▸ Provided passage:

----------

On a recent visit to Argonne National Laboratory (ANL) in Illinois, Secretary Moniz highlighted an example that ties these connections together and illustrates the sometimes surprising ways in which our National Labs are making a difference.

ANL is home to the Joint Center for Energy Storage Research (JCESR), DOE’s Energy Innovation Hub established in 2012. Its mission is to create transformative battery technology for transportation and the electric grid. As part of its work exploring new technologies for batteries, JCESR has been able to research materials used in roll to roll production of new batteries. These materials include membranes, which have a very important function in a battery because they separate electrodes in the battery in a way that allows lithium ions to selectively move between the electrodes while keeping the electrodes away from each other.

----------

Entries for labeling bounding boxes
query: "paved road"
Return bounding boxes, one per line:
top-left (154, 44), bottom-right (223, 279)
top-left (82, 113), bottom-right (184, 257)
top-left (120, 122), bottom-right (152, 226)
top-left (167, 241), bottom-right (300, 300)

----------

▸ Tasks to perform:
1. Please summarize the passage on Argonne's battery research in two sentences.
2. Carry the passage on Argonne's battery research forward from its last sentence.

▸ Responses for each task:
1. During a visit to Argonne National Laboratory in Illinois, Secretary Moniz pointed to an example of the surprising ways the National Labs make a difference. Argonne hosts the Joint Center for Energy Storage Research, a DOE Energy Innovation Hub founded in 2012 to develop transformative battery technology, which has researched materials for roll-to-roll battery production, including membranes that keep electrodes apart while letting lithium ions move selectively between them.

2.
Separately within DOE, we are exploring opportunities within the energy-water nexus. These efforts recognize that water is essential in many phases of energy production, including for cooling during the generation of electricity, drilling and production of fossil resources, and more. At the same time, the process of purifying and delivering clean water for human use requires energy. The Department has established an Energy-Water Nexus Crosscut Team to explore opportunities within this space, and we are also working with our allies in Israel to advance joint interests in both energy and water. DOE’s Office of Energy Policy and Systems Analysis has established a U.S.-Israel Integrated Energy and Desalination Design Challenge, and, recognizing that Israel is a world leader in water R&D, we continue to look for new ways to leverage each other’s resources and expertise.

So, where do these two initiatives – battery membrane materials and international energy-water solutions – intersect? Well, it turns out that the roll to roll innovations for battery membranes developed at ANL also have applications for water purification membranes. Here, the challenge is to allow water molecules to move through a membrane while impurities like salt and other molecules are left behind.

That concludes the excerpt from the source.